** Page extract **
########

The stand-up legend’s competitive spirit keeps his creative fire aflame as he takes the Chevalier stage for the first time this weekend

Jay Leno may be approaching his 70th birthday, but he didn’t earn the moniker of “the hardest working man in show business” by slowing down on the comedy grind.

As he makes his way back home for a show at Medford’s Chevalier Theatre on Saturday (November 23) as part of the venue’s two-year anniversary celebration, the Andover native is looking forward to wowing a hometown crowd again with his well-crafted comedy arsenal. But even as a master of the joke-writing arts, Leno is even hungrier now for the stage than he was when he started out, and his refusal to be the quintessential “old man” in the room has helped him garner fans from all generations as he continues to put the work in on the road. From city to city, Leno continues on as a fan favorite, but as he makes his way back to Massachusetts, an ever-present sense of nostalgia has him looking forward to coming back and visiting his old neighborhood, and basking in the Bay State humor that influenced him in the first place.

Vanyaland recently had the chance to catch up with Leno, and reminisce about what keeps him going after all these years, his return to Massachusetts, and how his stand-up career and 22-year stint as the host of The Tonight Show differed in their own challenging, yet exciting ways. 

Jason Greenough: Jumping right into it, you’ve got a show coming up at The Chevalier Theatre on the 23rd. What’s the feeling as you prepare to bring this material back home to a Boston-area crowd?

Jay Leno: Being from New England, it always makes me laugh when I get to go back home, because people know exactly what you’re talking about. It’s just such an odd place. Massachusetts has always made me laugh. I’m obviously a great deal older than you, but I remember when Dukakis was running for president, and he was trying to institute the mandatory seat belt law in the state, and people protested that, by selling and wearing t-shirts with fake seat belts on them so it looked like you were wearing one while you were driving.

########

** Given data **
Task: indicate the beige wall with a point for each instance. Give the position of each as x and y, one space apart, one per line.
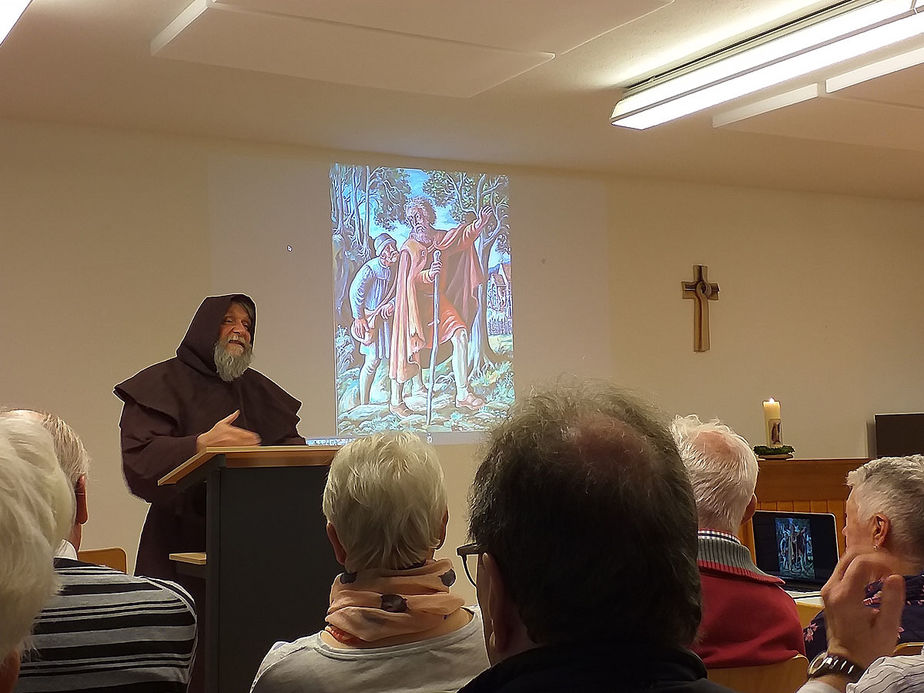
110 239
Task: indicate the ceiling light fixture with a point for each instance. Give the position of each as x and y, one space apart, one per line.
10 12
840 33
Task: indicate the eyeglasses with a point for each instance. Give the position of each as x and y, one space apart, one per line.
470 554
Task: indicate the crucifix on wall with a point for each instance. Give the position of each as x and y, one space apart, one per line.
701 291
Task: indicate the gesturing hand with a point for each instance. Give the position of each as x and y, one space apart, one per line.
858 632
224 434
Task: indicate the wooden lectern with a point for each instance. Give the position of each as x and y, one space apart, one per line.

########

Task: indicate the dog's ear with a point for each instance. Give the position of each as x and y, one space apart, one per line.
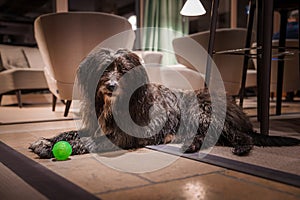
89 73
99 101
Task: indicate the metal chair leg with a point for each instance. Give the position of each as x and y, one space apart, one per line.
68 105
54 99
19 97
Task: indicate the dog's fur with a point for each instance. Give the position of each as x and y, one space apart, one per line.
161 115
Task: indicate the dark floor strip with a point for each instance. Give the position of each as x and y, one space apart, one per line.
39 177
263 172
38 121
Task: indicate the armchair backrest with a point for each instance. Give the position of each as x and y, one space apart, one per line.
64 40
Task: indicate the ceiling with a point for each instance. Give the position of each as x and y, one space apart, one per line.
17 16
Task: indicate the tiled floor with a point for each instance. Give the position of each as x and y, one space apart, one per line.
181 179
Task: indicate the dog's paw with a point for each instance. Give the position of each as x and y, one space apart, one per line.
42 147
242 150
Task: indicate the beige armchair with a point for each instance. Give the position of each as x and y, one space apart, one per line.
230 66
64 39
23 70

########

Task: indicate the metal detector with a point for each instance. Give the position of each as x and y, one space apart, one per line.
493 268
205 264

########

** Task details **
Return the passage of the Jay Leno interview from "The stand-up legend’s" up to and including "the comedy grind.", copied word for word.

** Complete response **
The stand-up legend’s competitive spirit keeps his creative fire aflame as he takes the Chevalier stage for the first time this weekend

Jay Leno may be approaching his 70th birthday, but he didn’t earn the moniker of “the hardest working man in show business” by slowing down on the comedy grind.